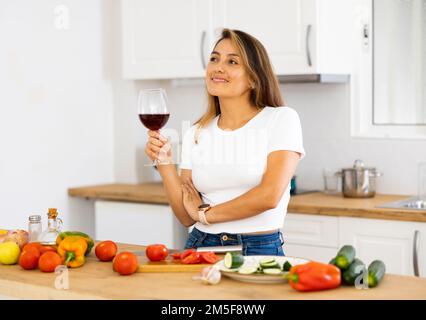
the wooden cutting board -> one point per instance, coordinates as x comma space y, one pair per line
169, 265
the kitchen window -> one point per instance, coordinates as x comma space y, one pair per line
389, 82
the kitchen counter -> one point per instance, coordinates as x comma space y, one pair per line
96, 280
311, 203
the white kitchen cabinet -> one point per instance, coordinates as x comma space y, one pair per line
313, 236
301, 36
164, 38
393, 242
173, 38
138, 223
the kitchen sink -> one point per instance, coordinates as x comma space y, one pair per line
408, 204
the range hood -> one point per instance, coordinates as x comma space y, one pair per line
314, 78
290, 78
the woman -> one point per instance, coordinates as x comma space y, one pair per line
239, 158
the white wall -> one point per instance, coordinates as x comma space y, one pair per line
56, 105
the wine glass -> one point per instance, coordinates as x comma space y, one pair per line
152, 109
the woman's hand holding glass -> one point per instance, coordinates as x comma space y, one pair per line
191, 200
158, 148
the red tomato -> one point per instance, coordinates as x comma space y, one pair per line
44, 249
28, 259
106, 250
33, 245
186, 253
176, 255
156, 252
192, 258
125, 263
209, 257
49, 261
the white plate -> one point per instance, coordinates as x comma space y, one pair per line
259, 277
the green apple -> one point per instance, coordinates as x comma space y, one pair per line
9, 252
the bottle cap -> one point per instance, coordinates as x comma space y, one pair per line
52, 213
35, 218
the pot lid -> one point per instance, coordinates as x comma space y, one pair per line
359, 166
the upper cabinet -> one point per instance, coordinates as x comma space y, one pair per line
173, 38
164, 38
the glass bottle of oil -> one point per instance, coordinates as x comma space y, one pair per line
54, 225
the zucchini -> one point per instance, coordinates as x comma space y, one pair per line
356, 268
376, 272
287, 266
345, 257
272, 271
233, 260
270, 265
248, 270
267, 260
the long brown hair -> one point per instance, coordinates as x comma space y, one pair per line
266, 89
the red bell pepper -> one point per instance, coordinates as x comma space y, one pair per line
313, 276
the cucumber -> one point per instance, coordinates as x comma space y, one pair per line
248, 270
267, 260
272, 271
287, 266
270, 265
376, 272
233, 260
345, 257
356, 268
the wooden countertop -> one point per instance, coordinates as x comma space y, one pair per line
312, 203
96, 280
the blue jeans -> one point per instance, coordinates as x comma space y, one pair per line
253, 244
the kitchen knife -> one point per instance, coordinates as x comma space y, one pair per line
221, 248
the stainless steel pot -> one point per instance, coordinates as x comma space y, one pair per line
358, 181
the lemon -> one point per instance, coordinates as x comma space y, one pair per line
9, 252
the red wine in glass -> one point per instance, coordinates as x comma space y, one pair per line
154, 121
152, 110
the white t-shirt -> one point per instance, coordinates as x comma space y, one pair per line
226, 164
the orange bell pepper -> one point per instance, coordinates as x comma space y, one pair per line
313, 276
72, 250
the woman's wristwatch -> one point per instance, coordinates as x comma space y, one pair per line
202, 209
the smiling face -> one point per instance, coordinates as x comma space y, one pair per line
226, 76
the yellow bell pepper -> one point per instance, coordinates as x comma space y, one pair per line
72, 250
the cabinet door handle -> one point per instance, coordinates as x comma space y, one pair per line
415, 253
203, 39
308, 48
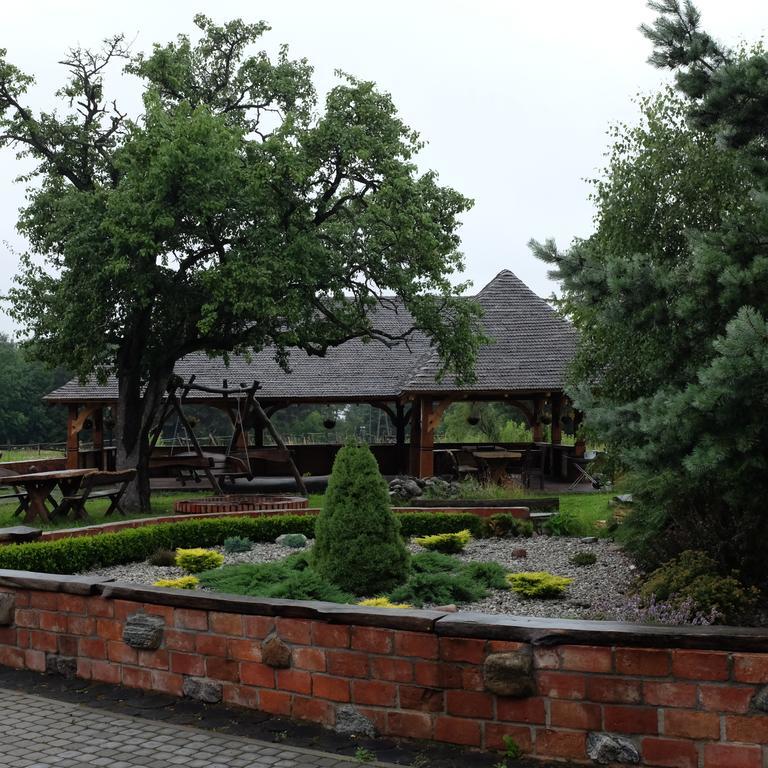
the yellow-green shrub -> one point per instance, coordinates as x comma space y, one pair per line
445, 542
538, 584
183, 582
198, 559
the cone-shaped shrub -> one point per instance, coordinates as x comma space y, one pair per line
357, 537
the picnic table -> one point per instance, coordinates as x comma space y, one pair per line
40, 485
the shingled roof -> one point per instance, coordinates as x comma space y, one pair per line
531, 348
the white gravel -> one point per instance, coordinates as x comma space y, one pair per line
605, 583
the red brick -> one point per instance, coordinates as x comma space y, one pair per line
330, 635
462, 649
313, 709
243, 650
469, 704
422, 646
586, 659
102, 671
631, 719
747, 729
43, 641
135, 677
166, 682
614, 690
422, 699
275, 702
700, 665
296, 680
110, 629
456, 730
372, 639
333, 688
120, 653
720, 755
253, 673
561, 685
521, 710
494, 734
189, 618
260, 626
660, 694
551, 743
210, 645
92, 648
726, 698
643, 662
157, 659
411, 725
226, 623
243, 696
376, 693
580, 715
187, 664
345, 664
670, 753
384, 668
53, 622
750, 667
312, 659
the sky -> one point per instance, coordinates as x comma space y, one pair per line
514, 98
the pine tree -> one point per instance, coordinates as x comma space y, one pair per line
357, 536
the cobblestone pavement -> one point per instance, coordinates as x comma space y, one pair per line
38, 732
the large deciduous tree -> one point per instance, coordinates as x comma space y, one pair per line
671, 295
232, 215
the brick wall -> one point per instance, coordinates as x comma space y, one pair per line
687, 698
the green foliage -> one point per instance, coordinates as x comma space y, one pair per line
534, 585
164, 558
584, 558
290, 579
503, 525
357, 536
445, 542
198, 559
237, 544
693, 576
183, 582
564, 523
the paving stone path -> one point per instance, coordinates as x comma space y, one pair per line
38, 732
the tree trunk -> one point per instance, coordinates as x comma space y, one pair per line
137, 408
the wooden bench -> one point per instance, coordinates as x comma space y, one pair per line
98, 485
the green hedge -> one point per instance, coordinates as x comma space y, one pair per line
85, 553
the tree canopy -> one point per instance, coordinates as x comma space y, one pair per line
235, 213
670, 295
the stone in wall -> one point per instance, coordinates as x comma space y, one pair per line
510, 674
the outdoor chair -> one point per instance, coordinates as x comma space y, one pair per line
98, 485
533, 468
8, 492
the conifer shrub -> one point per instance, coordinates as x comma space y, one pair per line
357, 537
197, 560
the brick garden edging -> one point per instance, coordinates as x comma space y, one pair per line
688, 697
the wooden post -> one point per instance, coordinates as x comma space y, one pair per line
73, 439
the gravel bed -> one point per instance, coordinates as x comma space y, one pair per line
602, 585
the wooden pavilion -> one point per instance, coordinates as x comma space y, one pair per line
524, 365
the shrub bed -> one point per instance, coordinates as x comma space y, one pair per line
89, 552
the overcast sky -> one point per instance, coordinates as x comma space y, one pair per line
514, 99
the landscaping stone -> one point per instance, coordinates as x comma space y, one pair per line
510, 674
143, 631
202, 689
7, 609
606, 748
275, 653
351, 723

_The problem_
Word for word, set down every record, keeping the images out.

_Expected output_
the wooden cutting board -> one point per instance, coordinates as x comma space y, one pair per line
169, 265
the kitchen window -> one point per instance, coordinates as x comma space y, one pair per line
389, 82
the kitchen counter -> one point per instance, coordinates as x comma space y, one pair per line
96, 280
311, 203
the white kitchen cabinet -> one point per instance, coordinates as x comma space y, one pair per line
313, 236
301, 36
164, 38
393, 242
173, 38
138, 223
the kitchen sink -> one point per instance, coordinates as x comma space y, one pair per line
408, 204
the range hood -> one point per instance, coordinates as x comma space y, one pair per line
314, 78
290, 78
the woman -> one point per instance, coordinates as x comma space y, one pair per line
239, 158
the white wall -> one point per instance, coordinates as x comma space y, one pair per line
56, 105
the wine glass -> one point per instance, coordinates as x comma space y, one pair per line
152, 109
the woman's hand holding glass -> one point per instance, coordinates as x comma space y, one pair per line
191, 200
158, 148
the red tomato -> one point per instance, coordinates as x comma space y, one pair per line
44, 249
28, 259
106, 250
33, 245
186, 253
176, 255
156, 252
192, 258
125, 263
209, 257
49, 261
the white plate -> one point per instance, coordinates as x comma space y, one pair per line
259, 277
the green apple -> one point per instance, coordinates as x comma space y, one pair per line
9, 252
the bottle cap -> one point per instance, coordinates as x comma space y, one pair per line
52, 213
35, 218
the pot lid -> one point per instance, coordinates as x comma space y, one pair per line
359, 166
the upper cabinet -> one point per instance, coordinates as x comma space y, one pair per line
173, 38
164, 38
the glass bottle of oil -> one point per instance, coordinates as x comma space y, one pair per line
54, 225
the zucchini -> one point per instance, coordinates as x comma space y, one pair per line
356, 268
376, 272
287, 266
345, 257
272, 271
233, 260
270, 265
248, 270
267, 260
the long brown hair -> one point per instance, coordinates as x comma space y, one pair per line
266, 89
the red bell pepper -> one point per instance, coordinates as x comma space y, one pair per line
313, 276
the cucumber -> one point per instance, coordinates as x comma space y, one pair per line
248, 270
267, 260
272, 271
287, 266
270, 265
376, 272
233, 260
345, 257
356, 268
the wooden countertop -> one point per instance, coordinates as x comma space y, one pair per line
312, 203
96, 280
the blue jeans -> one point per instance, coordinates as x comma space y, one pair per line
253, 244
the kitchen knife -> one point per instance, coordinates as x comma space y, one pair per line
221, 248
the stainless steel pot -> one point per instance, coordinates as x comma space y, one pair per line
358, 181
the lemon -> one point per instance, coordinates as x comma space y, one pair per line
9, 252
the red wine in glass -> one point per instance, coordinates as x comma space y, one pair per line
154, 121
152, 110
the white t-shirt -> one point per instance, coordinates as x comma space y, one pair per line
226, 164
the orange bell pepper -> one point per instance, coordinates as x comma space y, one pair per line
313, 276
72, 250
the woman's wristwatch -> one point per instance, coordinates as x comma space y, one pair per line
202, 209
the smiling face -> one point per instance, coordinates as x comma space y, one pair per line
226, 76
the yellow bell pepper -> one point per instance, coordinates as x comma space y, one pair per line
72, 250
the cabinet door handle -> one point per instance, coordinates as x comma space y, one pair per line
415, 253
203, 39
308, 48
the yellow-green shrub -> one point per instance, coordinates as x comma space y, one pair per line
445, 542
538, 584
183, 582
198, 559
the cone-shaped shrub -> one point per instance, coordinates as x comma space y, one pair per line
357, 537
the picnic table -> one point per instance, coordinates as x comma space y, one pair per line
40, 485
the shingled roof -> one point per instance, coordinates as x comma space y, one pair per line
531, 348
the white gravel -> one point per instance, coordinates as x comma space y, one pair per line
605, 583
the red brick -> one point per instance, coordinates as x comma space y, one pair per line
330, 635
462, 649
313, 709
243, 650
469, 704
422, 646
586, 659
102, 671
631, 719
747, 729
43, 641
135, 677
166, 682
614, 690
422, 699
275, 702
700, 665
296, 680
110, 629
456, 730
372, 639
333, 688
120, 653
720, 755
253, 673
561, 685
521, 710
494, 734
189, 618
260, 626
660, 694
551, 743
210, 645
92, 648
726, 698
643, 662
157, 659
411, 725
226, 623
243, 696
376, 693
580, 715
187, 664
345, 664
670, 753
384, 668
53, 622
750, 667
312, 659
the sky -> one point per instance, coordinates as x comma space y, one pair per line
514, 98
the pine tree -> one point per instance, coordinates as x comma space y, one pair per line
357, 536
the cobblestone pavement -> one point per instance, coordinates as x comma space y, one pair per line
38, 732
the large deciduous tree -> one point per instance, coordinates as x comma space y, one pair per line
671, 295
232, 215
the brick wall -> one point per instance, coordinates as x comma space y, one pair per line
687, 698
the green foliage -> one point per instance, coordinates as x comma space y, one pair per line
534, 585
164, 558
584, 558
290, 579
503, 525
357, 536
445, 542
198, 559
237, 544
693, 576
183, 582
564, 523
the paving stone path -> one point per instance, coordinates as x comma space y, one pair per line
38, 732
the tree trunk -> one point per instance, coordinates as x comma space y, one pair per line
137, 408
the wooden bench -> one point per instance, coordinates as x comma space y, one pair per line
98, 485
the green hedge -> one point per instance, coordinates as x comma space y, one pair per line
85, 553
the tree canopy -> one point per instance, coordinates as x comma space y, one pair per line
235, 213
670, 295
the stone in wall -> one point per instance, coordinates as x comma space y, one pair per line
510, 674
the outdoor chair -> one point per instance, coordinates as x comma space y, one pair per line
98, 485
533, 468
8, 492
the conifer shrub -> one point per instance, coordinates as x comma space y, one pair per line
357, 537
197, 560
the brick garden edging -> one point per instance, coordinates as x comma space y, one pair per line
688, 697
the wooden post -> one point per instance, coordinates as x comma space y, one pair per line
73, 439
the gravel bed -> one point per instance, coordinates as x comma space y, one pair per line
602, 585
the wooden pavilion -> one point per instance, coordinates as x comma space y, one pair per line
524, 365
the shrub bed -> one point per instance, coordinates as x comma space y, one pair per line
89, 552
the overcast sky -> one point per instance, coordinates as x comma space y, one pair per line
514, 99
the landscaping stone -> one point per instance, coordinates as x comma space y, one pair per line
510, 674
143, 631
202, 689
7, 609
606, 748
275, 653
351, 723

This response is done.